* SUPPLIED RECORDS *
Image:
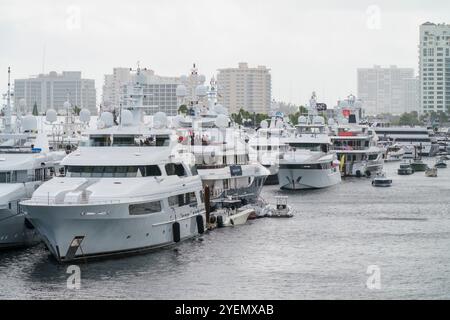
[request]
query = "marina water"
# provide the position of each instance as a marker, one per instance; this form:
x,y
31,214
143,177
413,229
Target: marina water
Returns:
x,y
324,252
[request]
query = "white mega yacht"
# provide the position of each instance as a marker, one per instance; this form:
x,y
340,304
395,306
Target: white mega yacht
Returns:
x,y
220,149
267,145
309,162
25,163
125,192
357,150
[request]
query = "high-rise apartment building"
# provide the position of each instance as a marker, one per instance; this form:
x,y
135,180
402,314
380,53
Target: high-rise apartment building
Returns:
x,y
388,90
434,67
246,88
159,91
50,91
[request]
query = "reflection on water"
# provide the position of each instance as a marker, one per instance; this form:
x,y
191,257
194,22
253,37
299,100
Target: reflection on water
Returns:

* WORK TASK *
Transcribe all of the records exactly, without reproducing their pictures.

* TASK OUTPUT *
Image:
[request]
query = "marina water"
# provide the position of each instance as a marker, one per instance; this form:
x,y
31,214
143,177
413,229
Target: marina water
Returns:
x,y
324,252
[request]
query = "white mega yacht"
# provide the position of each instance as a marker, one per instance; this form:
x,y
340,304
395,306
Target: white mega yacht
Returns:
x,y
220,149
267,145
309,162
25,163
125,192
357,150
[request]
query = "high-rise apartment building"
# provide the position of each instance as a marker, one per instance; this form:
x,y
135,180
402,314
380,53
Target: high-rise apartment building
Returns:
x,y
388,90
434,67
246,88
159,91
50,91
[request]
query = "reflection on water"
# provide the position of each instance as a marker, one per instance; this form:
x,y
191,257
194,22
253,37
299,100
Target: reflection on water
Returns:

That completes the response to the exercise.